Zu erledigen:
(1) Nenne alle Quellenangaben mit Autor, Jahr und Seite aus dem Text zum französischen Minderheitenbegriff.
(2) Greif den Text zum französischen Minderheitenbegriff an seinem Ende auf und schreib ihn weiter.

____ Vorliegender Text

Dies ist von großer Tragweite. So gibt es in Frankreich offiziell keine ethnischen, religiösen oder sprachlichen Minderheiten (siehe Endnote 2), sondern nur französische Staatsbürger mit ethnischen, religiösen oder sprachlichen Besonderheiten. Daran ändern auch die 1982 unter Staatspräsident Mitterrand erlassenen Dezentralisierungsgesetze [5] nichts, in denen Begriffe wie zivilisatorische Einheitlichkeit, kulturelle Uniformität und politischer Zentralismus nur scheinbar infrage gestellt sind (Gerdes 1987: 47).

Auch wenn der Begriff "Minderheiten" in Frankreich nicht verwendet wird und Minderheiten als solche nicht anerkannt werden, sind sie durch die Garantie, die allen Bürgern gewährt wird - also auch denjenigen, die zu einer de facto Minderheit gehören - vor Ungleichbehandlung durch das Gesetz geschützt: "[Sie] dürfen nicht diskriminiert werden, sie genießen die Möglichkeit, ungehindert ihren Glauben auszuüben, ihre Traditionen zu pflegen und ihre besonderen Merkmale zu erhalten" (Despeux 1999: 180). "Minderheitenschutz", soweit man in Frankreich davon sprechen kann, ist also im Sinne von "Schutz vor Diskriminierung" zu verstehen.

Folgerichtig vertritt Frankreich auch international die Auffassung, dass z. B. Minderheitenrechte i. S. von Artikel 27 des Internationalen Pakts [6] für bürgerliche und politische Rechte (CCPR) vom 19 Dezember 1966 nicht auf Frankreich anwendbar seien, so z.B. bei deren Ratifizierung: "… l'article 27 n'a pas lieu de s'appliquer en ce qui concerne la République [Française]". Die Begründung für die Ablehnung des Minderheitenbegriffs bezüglich Frankreichs wird u.a. in einer Deklaration Frankreichs bei der UNO deutlich: "Le peuple français n'admet aucune distinction établie sur des caractères ethniques, et écarte par-là même toute notion de minorité. Le gouvernement français se voit contraint aux termes de la Constitution de la République française [d.h. durch den heutigen Art. 1, s. oben] de s'opposer au principe même d'une telle étude". (16.09.1976, zit. in: Despeux, 1999: 182)

Minderheitenschutz bedeutet in Frankreich "Schutz vor Diskriminierung"

 

 

 


Quelle: links [7] / rechts [8]

Vorstellungen dieser Art sind Teil eines Gesellschafts- und Integrationsmodells, das im politischen Selbstverständnis vieler Franzosen durchaus seinen Platz hat. "Der Bürger bekennt sich als Individuum im alltäglichen Plebiszit (Ernest Renan) zu der in der Staatsnation verfassten politischen Gemeinschaft aller Franzosen, ungeachtet seiner sprachlichen, kulturellen oder ethnischen Herkunft. (...) Gemeinschaftsbildung unter Einwanderern gehörte in Frankreich immer in die Privatsphäre" (Loch 1999: 119).

________
____ Bereitgestellte Daten

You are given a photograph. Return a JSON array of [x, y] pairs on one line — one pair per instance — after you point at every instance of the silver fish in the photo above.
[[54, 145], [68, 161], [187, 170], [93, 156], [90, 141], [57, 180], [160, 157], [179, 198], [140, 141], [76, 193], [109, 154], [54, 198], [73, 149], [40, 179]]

________

Die Ergebnisse:
(1)
- Gerdes 1987: 47
- Despeux 1999: 180
- Despeux, 1999: 182
- Loch 1999: 119

(2)
Es wäre indessen irreführend, eine "harmonische" Welt vorgaukeln zu wollen. Frankreich hatte im Verlauf seiner Geschichte immer wieder Probleme mit seinen Minderheiten, wie immer sie sich definierten (ethnisch, sprachlich, konfessionell o.a.). Sie sind in den letzten Jahrzehnten erneut aufgebrochen, seitdem sich nicht nur hier eine Art neuer Regionalismusbewegung formierte. Weite Teile Westeuropas wurden in den 1960er/1970er Jahren von regionalistischen Bewegungen überrascht, in Osteuropa folgen sie mit einigem Phasenverzug etwa zwei Jahrzehnte später.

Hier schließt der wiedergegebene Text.